Copy out the part that opens with the line containing "Each <instance> block states" and closes with the line containing "positive clicks: (244, 192) (244, 189)", swapping "rough mask" for "coarse mask" and leaving everything else unchanged.

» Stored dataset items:
────────────────────

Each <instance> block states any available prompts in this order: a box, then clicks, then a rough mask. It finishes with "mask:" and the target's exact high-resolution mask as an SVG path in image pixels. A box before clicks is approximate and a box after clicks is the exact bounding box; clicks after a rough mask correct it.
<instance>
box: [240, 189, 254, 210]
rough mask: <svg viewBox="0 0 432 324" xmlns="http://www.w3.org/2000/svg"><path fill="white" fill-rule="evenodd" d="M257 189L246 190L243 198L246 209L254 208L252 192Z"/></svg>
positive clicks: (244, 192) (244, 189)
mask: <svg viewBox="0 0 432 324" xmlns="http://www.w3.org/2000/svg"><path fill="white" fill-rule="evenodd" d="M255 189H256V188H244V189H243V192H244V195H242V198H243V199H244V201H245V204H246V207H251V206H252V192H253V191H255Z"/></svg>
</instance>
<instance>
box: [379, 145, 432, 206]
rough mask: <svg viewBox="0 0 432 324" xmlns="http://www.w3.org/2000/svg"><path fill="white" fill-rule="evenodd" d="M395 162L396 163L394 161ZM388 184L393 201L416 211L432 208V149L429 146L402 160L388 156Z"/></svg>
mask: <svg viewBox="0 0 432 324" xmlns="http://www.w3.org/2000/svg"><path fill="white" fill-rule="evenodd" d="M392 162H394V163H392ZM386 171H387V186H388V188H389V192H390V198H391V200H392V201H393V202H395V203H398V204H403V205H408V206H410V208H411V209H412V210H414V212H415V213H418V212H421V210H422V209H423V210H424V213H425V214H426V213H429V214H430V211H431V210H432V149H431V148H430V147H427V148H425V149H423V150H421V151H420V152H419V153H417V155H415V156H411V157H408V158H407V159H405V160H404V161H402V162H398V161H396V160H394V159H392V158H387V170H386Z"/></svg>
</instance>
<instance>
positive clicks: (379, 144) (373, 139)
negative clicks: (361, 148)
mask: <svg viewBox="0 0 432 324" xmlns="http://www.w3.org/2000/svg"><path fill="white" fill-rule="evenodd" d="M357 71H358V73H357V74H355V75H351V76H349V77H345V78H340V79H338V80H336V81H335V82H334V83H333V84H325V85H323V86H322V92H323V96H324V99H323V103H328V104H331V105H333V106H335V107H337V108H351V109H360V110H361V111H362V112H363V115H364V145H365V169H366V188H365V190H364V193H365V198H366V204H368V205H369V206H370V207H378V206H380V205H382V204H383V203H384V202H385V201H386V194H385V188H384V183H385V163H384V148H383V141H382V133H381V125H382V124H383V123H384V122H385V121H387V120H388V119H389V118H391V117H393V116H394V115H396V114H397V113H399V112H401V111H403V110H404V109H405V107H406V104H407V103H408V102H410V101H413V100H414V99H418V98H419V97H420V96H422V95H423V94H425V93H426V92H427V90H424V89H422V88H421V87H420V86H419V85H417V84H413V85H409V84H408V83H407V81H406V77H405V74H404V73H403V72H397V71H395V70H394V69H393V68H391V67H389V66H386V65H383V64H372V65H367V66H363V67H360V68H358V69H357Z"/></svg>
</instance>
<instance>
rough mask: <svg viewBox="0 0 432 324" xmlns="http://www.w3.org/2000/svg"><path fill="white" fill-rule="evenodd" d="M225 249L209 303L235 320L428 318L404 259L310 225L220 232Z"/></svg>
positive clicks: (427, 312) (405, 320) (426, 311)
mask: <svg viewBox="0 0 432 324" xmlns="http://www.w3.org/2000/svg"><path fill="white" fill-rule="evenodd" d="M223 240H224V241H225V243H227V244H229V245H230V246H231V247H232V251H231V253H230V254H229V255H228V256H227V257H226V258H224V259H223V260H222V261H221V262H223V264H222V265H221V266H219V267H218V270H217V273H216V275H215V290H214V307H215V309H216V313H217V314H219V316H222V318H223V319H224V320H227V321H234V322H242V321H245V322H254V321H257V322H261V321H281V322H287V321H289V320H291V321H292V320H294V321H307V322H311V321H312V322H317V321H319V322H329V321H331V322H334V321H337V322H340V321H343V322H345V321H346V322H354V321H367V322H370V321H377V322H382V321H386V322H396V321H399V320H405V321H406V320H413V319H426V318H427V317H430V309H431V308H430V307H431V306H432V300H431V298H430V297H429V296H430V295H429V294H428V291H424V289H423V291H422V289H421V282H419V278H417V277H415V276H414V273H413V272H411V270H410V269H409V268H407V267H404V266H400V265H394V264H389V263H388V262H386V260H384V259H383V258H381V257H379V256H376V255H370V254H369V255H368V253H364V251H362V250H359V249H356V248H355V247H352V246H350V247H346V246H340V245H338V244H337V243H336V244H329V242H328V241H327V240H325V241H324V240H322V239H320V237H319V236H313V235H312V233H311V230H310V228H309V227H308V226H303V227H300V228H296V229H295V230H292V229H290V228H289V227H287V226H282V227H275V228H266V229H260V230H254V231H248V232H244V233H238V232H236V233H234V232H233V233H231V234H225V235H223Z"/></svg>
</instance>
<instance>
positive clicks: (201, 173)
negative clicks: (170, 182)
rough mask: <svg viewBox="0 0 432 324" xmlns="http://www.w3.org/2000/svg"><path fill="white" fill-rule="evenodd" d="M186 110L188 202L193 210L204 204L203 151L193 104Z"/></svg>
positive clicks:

────────────────────

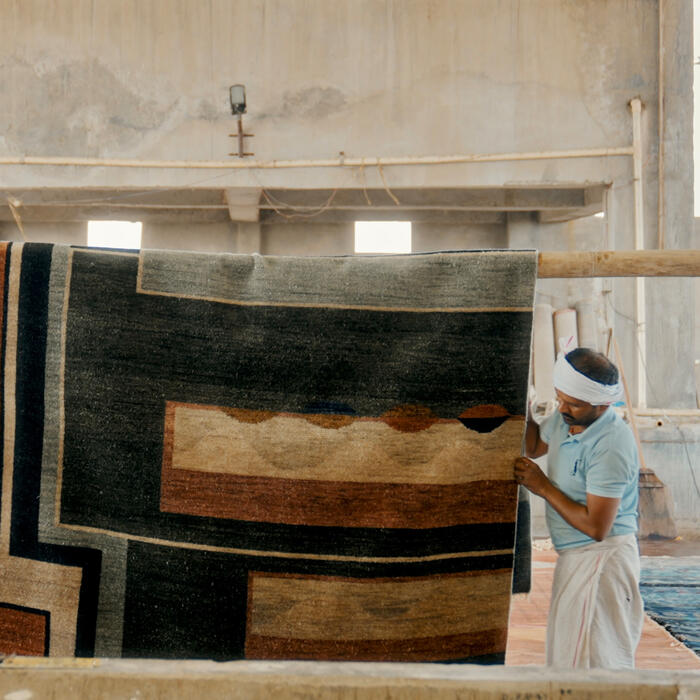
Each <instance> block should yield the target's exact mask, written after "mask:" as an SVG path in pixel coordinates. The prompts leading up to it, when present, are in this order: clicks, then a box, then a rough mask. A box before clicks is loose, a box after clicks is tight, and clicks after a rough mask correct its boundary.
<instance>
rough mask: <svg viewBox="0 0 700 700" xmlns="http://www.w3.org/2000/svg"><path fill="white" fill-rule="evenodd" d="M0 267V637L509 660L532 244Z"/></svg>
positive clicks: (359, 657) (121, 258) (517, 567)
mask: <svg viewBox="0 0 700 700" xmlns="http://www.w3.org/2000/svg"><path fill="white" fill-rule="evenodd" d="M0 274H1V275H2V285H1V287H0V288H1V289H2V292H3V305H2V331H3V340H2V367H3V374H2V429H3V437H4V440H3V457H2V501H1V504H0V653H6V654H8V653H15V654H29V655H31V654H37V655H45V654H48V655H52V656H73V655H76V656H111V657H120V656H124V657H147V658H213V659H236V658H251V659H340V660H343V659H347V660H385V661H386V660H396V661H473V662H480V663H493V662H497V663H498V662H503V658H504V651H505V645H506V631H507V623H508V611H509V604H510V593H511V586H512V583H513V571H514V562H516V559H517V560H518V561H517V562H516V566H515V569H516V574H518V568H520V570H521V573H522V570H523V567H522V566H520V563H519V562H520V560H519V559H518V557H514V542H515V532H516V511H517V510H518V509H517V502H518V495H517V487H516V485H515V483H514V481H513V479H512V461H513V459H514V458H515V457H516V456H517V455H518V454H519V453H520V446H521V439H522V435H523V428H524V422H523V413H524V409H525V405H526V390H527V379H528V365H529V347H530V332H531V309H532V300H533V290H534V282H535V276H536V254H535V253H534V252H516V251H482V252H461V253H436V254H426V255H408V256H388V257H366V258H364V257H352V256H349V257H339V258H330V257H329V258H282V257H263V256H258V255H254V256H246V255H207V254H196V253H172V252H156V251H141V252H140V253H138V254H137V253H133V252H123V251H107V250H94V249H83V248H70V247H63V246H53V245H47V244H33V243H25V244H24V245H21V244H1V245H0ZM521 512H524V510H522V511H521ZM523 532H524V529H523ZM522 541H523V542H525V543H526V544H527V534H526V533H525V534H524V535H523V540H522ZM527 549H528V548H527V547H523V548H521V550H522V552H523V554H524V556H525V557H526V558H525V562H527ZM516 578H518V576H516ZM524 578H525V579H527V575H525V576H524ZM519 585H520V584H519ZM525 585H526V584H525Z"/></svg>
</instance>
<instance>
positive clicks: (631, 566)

────────────────────

» Task output:
Each <instance> block states any available prompts in this order: a box, then clicks, then a coarse mask. It finishes with "mask:" and the target's exact high-resolution mask as an SVG path in image pixels. A box before clicks is approximate and a box after clicks is the exact bounding box; clicks after a coarse mask correct it.
<instance>
box: [240, 189, 254, 210]
coarse mask: <svg viewBox="0 0 432 324" xmlns="http://www.w3.org/2000/svg"><path fill="white" fill-rule="evenodd" d="M257 189L246 190L243 198L246 209L254 208L252 192Z"/></svg>
positive clicks: (244, 192) (244, 189)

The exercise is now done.